## begin Raw records
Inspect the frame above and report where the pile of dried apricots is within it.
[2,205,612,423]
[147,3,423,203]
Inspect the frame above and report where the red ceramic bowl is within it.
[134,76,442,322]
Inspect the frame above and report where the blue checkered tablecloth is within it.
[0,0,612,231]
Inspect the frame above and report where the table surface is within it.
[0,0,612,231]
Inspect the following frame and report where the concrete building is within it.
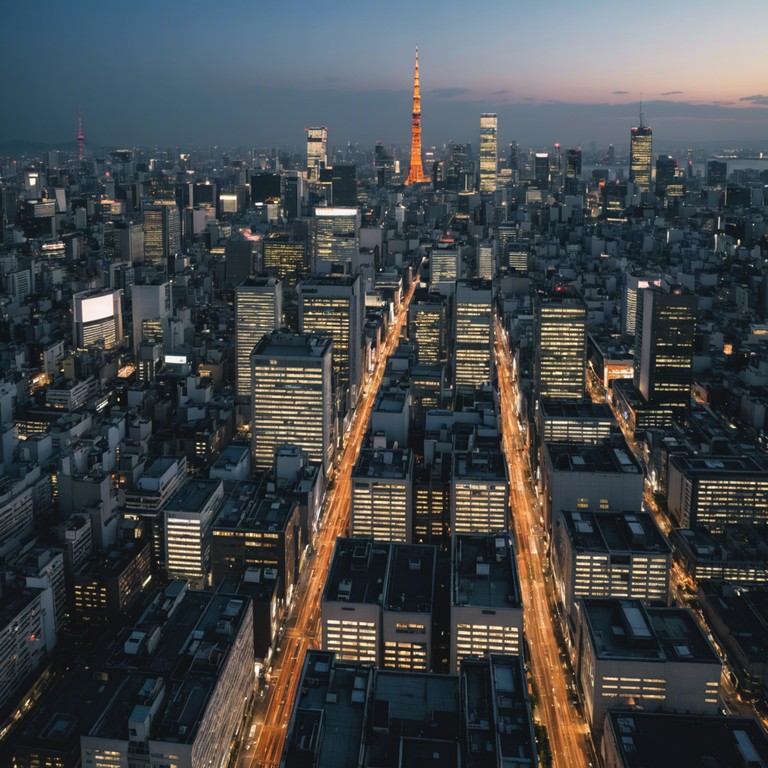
## end Raw records
● What to work on
Rewrite the listing with each "frame" changed to "image" and everything else left the same. Omit the pictures from your answer.

● Response to the exercise
Inspect the image above and report where the pile of dried apricots is within it.
[2,205,612,423]
[147,3,423,203]
Inspect the image above and report where the red ceramic bowl is within it.
[134,76,442,322]
Inspect the image above and report where the blue checkered tablecloth is within it.
[0,0,612,231]
Inspect the image above and report where the table surface is within it.
[0,0,612,231]
Inspect the following image and report where the concrete building is within it.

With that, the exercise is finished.